→ **WHAT NEEDS TO BE DONE**: Write out all of the following records again, substituting "Please give" for every occurrence of "Kindly provide" and leaving everything else unchanged.

→ **SUPPLIED RECORDS**:
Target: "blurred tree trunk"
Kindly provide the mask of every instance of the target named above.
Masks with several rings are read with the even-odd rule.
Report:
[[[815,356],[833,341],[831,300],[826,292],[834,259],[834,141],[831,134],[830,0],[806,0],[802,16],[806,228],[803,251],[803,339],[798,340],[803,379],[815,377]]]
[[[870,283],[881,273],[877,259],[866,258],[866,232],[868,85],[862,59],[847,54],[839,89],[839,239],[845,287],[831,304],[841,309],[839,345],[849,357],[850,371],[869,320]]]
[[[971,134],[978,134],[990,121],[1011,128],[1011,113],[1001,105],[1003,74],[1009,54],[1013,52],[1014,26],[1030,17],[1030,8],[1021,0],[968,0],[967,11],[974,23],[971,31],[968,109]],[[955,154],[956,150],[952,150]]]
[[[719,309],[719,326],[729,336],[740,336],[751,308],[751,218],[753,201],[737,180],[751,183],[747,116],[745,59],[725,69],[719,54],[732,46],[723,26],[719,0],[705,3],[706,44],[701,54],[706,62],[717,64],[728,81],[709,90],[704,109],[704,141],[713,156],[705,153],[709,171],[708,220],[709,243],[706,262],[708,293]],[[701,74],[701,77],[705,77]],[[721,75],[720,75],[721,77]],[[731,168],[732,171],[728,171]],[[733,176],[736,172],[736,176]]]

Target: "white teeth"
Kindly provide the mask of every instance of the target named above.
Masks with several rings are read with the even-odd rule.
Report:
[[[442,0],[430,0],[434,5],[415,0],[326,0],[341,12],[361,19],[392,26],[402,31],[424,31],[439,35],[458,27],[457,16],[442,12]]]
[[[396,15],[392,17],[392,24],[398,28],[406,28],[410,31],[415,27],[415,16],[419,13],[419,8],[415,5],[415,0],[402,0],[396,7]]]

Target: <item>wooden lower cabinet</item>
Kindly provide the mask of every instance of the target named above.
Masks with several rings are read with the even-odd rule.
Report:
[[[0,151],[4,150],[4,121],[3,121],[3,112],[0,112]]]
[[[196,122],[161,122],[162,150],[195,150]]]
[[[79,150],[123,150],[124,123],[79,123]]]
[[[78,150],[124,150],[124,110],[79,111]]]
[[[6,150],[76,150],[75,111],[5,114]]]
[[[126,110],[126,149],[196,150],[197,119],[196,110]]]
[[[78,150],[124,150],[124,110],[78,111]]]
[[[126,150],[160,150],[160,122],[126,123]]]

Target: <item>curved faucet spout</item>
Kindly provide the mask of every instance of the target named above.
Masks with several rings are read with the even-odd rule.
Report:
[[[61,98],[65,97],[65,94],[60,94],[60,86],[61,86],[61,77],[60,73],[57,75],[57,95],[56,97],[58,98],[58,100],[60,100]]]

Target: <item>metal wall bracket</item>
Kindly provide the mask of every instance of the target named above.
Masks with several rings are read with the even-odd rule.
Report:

→ **EXERCISE ANSWER**:
Target: "blurred tree trunk"
Please give the mask of every instance of the target named above.
Masks with several rings are read with the even-odd rule.
Report:
[[[815,356],[833,341],[831,300],[826,292],[834,259],[834,141],[831,134],[830,0],[806,0],[802,16],[806,228],[803,251],[803,339],[798,340],[803,379],[815,377]]]
[[[870,283],[881,273],[877,259],[866,258],[866,232],[868,85],[862,59],[847,54],[839,89],[839,239],[845,287],[831,304],[841,309],[839,345],[849,357],[850,371],[869,320]]]
[[[971,134],[978,134],[990,121],[1011,128],[1011,113],[1001,105],[1003,74],[1009,54],[1013,52],[1014,26],[1030,17],[1030,8],[1021,0],[968,0],[967,11],[974,23],[971,31],[968,109]],[[955,154],[956,150],[952,150]]]
[[[719,309],[719,326],[729,336],[740,336],[751,308],[751,218],[753,201],[737,180],[751,183],[747,116],[745,59],[725,69],[719,54],[732,46],[723,26],[719,0],[705,3],[706,44],[701,54],[706,62],[717,64],[728,81],[709,90],[704,109],[704,141],[713,156],[705,153],[709,171],[708,220],[709,243],[706,262],[708,293]],[[701,74],[701,77],[705,77]],[[721,75],[720,75],[721,77]],[[731,168],[732,171],[728,171]],[[733,176],[736,172],[736,176]]]

Target: "white teeth"
Please give the mask of every instance of the target named above.
Masks with several rings are read with the even-odd rule.
Report:
[[[442,0],[430,0],[434,5],[415,0],[326,0],[341,12],[361,19],[392,26],[402,31],[424,31],[439,35],[458,27],[457,16],[442,12]]]
[[[396,15],[392,17],[392,24],[398,28],[406,28],[410,31],[415,27],[415,16],[419,13],[419,8],[415,5],[415,0],[402,0],[396,7]]]

Target: <item>wooden lower cabinet</item>
Please give the mask of every instance of the target named above.
Masks with several rings are read with the even-odd rule.
Report:
[[[0,151],[4,150],[4,121],[3,121],[3,112],[0,112]]]
[[[196,122],[161,122],[162,150],[195,150]]]
[[[79,150],[123,150],[124,123],[79,123]]]
[[[78,150],[124,150],[124,110],[79,111]]]
[[[6,150],[76,150],[75,111],[5,114]]]
[[[126,110],[126,149],[196,150],[197,119],[196,110]]]
[[[78,150],[124,150],[124,110],[78,111]]]
[[[126,150],[160,150],[160,122],[126,123]]]

Target: <item>curved faucet spout</item>
Please give the mask of every instance of the target named above.
Masks with several rings are read with the even-odd rule.
Report:
[[[61,98],[65,97],[65,94],[60,94],[60,86],[61,86],[61,77],[60,73],[57,75],[57,95],[56,97],[58,98],[58,100],[60,100]]]

Target: <item>metal wall bracket</item>
Please give the mask of every instance of the target named above.
Masks with several rings are read with the even-odd rule.
Report:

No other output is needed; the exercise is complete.